EXERCISE GOAL: Quote the entries below, from their first line through the line that contains "rough mask: <svg", with both ends included.

SUPPLIED RECORDS:
((

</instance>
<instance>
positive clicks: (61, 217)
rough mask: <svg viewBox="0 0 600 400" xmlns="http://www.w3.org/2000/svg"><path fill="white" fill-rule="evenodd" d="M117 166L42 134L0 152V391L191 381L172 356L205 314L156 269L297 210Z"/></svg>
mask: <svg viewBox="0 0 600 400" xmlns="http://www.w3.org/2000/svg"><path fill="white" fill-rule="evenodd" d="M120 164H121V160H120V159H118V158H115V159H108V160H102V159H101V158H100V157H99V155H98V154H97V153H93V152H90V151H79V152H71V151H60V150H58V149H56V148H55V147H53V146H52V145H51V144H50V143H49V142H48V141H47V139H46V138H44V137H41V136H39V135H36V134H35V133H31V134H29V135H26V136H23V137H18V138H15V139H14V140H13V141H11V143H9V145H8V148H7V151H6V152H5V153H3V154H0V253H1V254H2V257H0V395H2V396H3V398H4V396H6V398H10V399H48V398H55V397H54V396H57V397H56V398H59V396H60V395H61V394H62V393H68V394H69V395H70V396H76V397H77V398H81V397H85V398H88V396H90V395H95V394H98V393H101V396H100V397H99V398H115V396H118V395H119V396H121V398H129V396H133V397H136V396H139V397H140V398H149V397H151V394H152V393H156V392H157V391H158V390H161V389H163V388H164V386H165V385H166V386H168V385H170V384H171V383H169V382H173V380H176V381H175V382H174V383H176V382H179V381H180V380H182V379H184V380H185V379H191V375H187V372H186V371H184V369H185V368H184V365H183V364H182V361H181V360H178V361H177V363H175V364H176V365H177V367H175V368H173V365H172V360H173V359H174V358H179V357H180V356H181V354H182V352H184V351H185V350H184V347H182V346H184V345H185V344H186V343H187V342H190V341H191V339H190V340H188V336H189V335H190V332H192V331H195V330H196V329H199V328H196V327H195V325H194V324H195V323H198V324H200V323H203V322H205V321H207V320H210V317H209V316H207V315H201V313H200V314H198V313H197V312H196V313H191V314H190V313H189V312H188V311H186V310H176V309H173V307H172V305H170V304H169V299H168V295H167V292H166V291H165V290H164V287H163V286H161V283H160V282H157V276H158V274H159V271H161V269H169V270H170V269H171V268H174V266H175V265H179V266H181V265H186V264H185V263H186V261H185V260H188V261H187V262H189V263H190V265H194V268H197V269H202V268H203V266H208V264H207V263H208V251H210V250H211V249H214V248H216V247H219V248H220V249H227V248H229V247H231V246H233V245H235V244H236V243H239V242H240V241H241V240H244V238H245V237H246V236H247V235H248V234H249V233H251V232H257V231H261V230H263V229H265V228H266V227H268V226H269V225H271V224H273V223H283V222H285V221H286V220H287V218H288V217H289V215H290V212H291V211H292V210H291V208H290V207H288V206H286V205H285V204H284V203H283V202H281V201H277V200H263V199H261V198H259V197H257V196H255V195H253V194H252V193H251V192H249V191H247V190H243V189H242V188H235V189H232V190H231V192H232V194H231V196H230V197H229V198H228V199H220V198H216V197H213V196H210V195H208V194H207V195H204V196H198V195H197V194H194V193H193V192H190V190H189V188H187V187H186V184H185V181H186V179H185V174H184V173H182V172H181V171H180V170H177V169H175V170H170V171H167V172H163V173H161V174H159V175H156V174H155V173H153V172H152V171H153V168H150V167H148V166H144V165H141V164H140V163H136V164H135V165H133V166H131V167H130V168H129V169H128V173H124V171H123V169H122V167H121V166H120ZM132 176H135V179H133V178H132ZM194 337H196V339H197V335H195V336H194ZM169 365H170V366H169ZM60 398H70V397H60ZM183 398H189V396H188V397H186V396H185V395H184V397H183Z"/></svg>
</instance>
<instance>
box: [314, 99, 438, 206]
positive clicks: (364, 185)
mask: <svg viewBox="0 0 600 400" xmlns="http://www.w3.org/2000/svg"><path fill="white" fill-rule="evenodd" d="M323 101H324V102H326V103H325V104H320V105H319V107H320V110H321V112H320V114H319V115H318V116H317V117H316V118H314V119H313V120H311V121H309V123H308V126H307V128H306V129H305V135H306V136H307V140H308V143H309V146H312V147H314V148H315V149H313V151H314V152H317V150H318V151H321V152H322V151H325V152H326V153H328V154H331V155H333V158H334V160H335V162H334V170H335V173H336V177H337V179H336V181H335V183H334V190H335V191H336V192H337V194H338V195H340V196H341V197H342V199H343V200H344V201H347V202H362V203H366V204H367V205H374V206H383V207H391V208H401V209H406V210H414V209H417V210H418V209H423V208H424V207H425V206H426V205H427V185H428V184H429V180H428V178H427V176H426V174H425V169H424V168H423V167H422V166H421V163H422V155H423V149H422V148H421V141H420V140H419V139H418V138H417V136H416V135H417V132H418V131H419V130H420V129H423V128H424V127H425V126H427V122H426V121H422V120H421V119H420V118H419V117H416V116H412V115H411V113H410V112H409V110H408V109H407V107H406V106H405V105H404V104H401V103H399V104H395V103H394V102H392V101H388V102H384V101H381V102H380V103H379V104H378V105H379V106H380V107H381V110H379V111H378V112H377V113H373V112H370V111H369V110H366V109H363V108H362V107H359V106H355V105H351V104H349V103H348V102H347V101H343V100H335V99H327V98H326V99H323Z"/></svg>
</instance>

))

OUTPUT OF THE TASK:
</instance>
<instance>
positive clicks: (61, 217)
rough mask: <svg viewBox="0 0 600 400" xmlns="http://www.w3.org/2000/svg"><path fill="white" fill-rule="evenodd" d="M117 166L42 134L0 152V391L191 381L172 356L205 314L156 269L297 210Z"/></svg>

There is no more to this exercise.